■ GIVEN EXERCISE
Reproduce all of the data below, switching every "instance" to "object" and keeping everything else the same. Omit the pictures.

■ GIVEN ENTRIES
|---|

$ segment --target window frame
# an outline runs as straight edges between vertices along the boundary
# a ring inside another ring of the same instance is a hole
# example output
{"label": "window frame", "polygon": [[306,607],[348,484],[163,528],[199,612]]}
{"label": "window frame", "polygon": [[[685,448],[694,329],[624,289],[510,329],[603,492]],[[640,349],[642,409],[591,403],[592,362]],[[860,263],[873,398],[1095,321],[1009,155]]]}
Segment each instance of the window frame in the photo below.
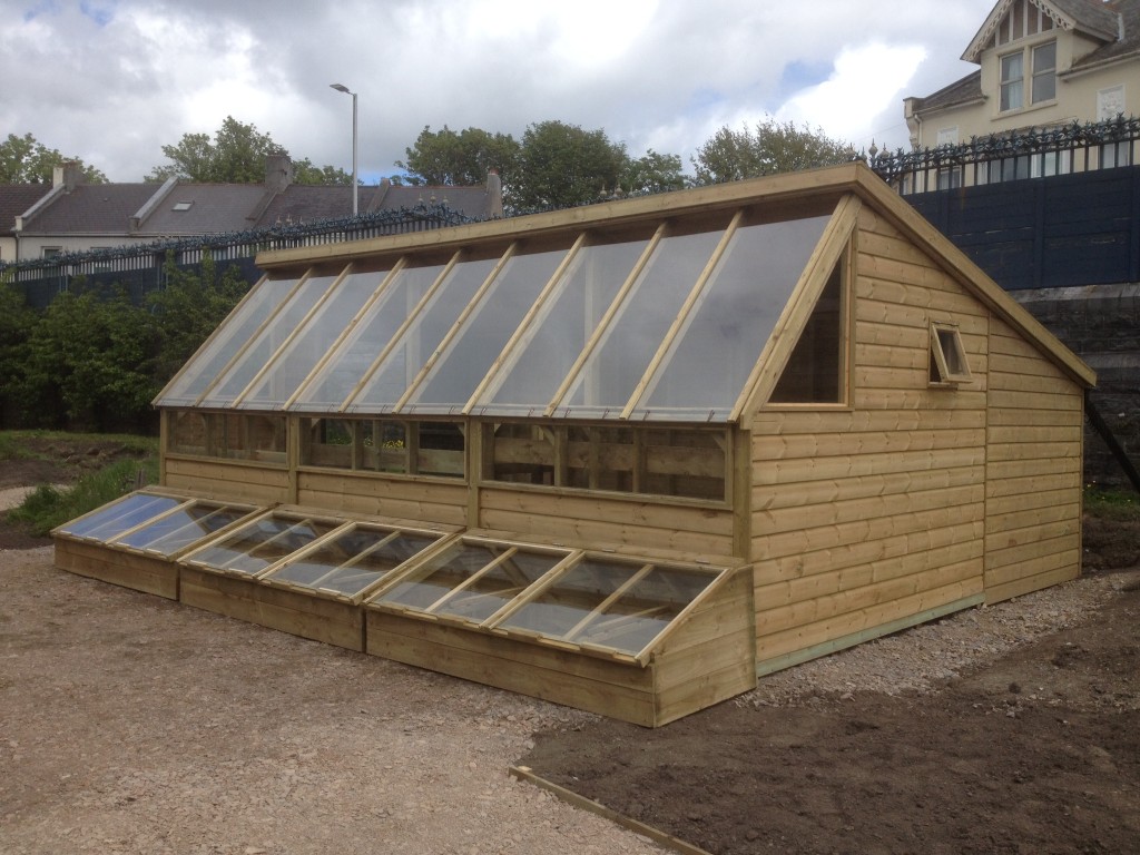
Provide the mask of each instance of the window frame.
{"label": "window frame", "polygon": [[958,324],[931,320],[930,385],[956,389],[972,380],[961,328]]}

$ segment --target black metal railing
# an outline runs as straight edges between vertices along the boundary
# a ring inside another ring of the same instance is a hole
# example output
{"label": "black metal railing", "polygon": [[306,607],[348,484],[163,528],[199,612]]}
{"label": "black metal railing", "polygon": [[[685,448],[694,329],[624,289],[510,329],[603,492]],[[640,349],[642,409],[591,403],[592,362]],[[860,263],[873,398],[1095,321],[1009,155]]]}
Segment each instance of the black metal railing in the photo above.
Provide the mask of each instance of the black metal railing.
{"label": "black metal railing", "polygon": [[962,145],[874,152],[870,166],[903,195],[1024,178],[1131,166],[1140,155],[1140,119],[1072,122],[974,137]]}

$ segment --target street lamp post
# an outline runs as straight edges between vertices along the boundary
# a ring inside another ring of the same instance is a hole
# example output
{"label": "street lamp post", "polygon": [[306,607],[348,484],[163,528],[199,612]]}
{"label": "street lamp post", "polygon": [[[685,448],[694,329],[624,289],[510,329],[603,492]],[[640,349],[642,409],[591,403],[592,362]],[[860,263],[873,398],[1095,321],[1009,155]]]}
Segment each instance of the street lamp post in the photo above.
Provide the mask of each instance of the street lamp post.
{"label": "street lamp post", "polygon": [[358,182],[357,182],[357,171],[356,171],[356,152],[357,152],[357,133],[356,133],[356,92],[350,91],[343,83],[329,83],[329,87],[335,89],[337,92],[344,92],[344,95],[352,96],[352,215],[356,217],[359,212],[358,206]]}

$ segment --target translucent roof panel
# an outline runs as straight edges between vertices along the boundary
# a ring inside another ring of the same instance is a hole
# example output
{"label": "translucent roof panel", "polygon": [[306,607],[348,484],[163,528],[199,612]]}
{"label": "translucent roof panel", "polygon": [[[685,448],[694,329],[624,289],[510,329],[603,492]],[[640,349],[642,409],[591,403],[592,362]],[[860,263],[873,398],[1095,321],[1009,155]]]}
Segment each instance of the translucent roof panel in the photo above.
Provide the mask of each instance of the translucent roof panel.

|---|

■ SOLUTION FOR THIS PROBLEM
$ segment --target window frame
# an outline runs as straight edges between vertices along the boundary
# a ring inside another ring of the same object is a hole
# example output
{"label": "window frame", "polygon": [[306,607],[348,484],[163,528],[199,612]]}
{"label": "window frame", "polygon": [[[685,448],[694,329],[624,289],[510,329],[603,492]],[[640,349],[642,409],[591,403],[592,362]],[[860,263],[873,398],[1095,321],[1009,155]]]}
Segment each object of the window frame in the photo below.
Provide the mask of each object of the window frame.
{"label": "window frame", "polygon": [[958,324],[931,320],[930,385],[956,389],[972,380],[961,328]]}

$ segment --target black metal railing
# an outline runs as straight edges between vertices along the boundary
# a ring inside another ring of the same object is a hole
# example output
{"label": "black metal railing", "polygon": [[306,607],[348,484],[163,528],[199,612]]}
{"label": "black metal railing", "polygon": [[[685,448],[694,329],[624,289],[510,329],[603,492]],[[640,349],[642,409],[591,403],[592,362]],[[860,263],[873,398],[1095,321],[1009,155]]]}
Segment each object of the black metal railing in the photo above.
Provide the mask of each object of the black metal railing.
{"label": "black metal railing", "polygon": [[962,145],[874,152],[870,166],[903,195],[1024,178],[1131,166],[1140,155],[1140,119],[1072,122],[974,137]]}

$ segment --target street lamp post
# an outline runs as straight edges between vertices along the boundary
# a ring inside another ring of the same object is a hole
# example output
{"label": "street lamp post", "polygon": [[306,607],[348,484],[163,528],[199,612]]}
{"label": "street lamp post", "polygon": [[[685,448],[694,329],[624,289],[510,329],[603,492]],[[640,349],[642,409],[591,403],[592,362]],[[860,263],[873,398],[1095,321],[1009,155]]]}
Segment each object of the street lamp post in the photo above.
Provide the mask of each object of the street lamp post.
{"label": "street lamp post", "polygon": [[358,182],[357,182],[357,171],[356,171],[356,152],[357,152],[357,133],[356,133],[356,92],[350,91],[343,83],[329,83],[329,87],[335,89],[337,92],[344,92],[344,95],[352,96],[352,215],[356,217],[359,212],[358,206]]}

$ segment --target translucent roof panel
# an outline runs as straight edges between vertices along the boundary
# a ring inside another ring of the same object is a hole
# example output
{"label": "translucent roof panel", "polygon": [[306,607],[348,484],[163,528],[199,612]]}
{"label": "translucent roof panel", "polygon": [[[685,448],[694,329],[624,289],[510,329],[603,492]],[[640,349],[642,409],[591,403],[592,362]],[[860,263],[873,398],[1095,321],[1009,155]]]}
Segment each object of the translucent roof panel in the photo above.
Provide the mask of each object of the translucent roof panel.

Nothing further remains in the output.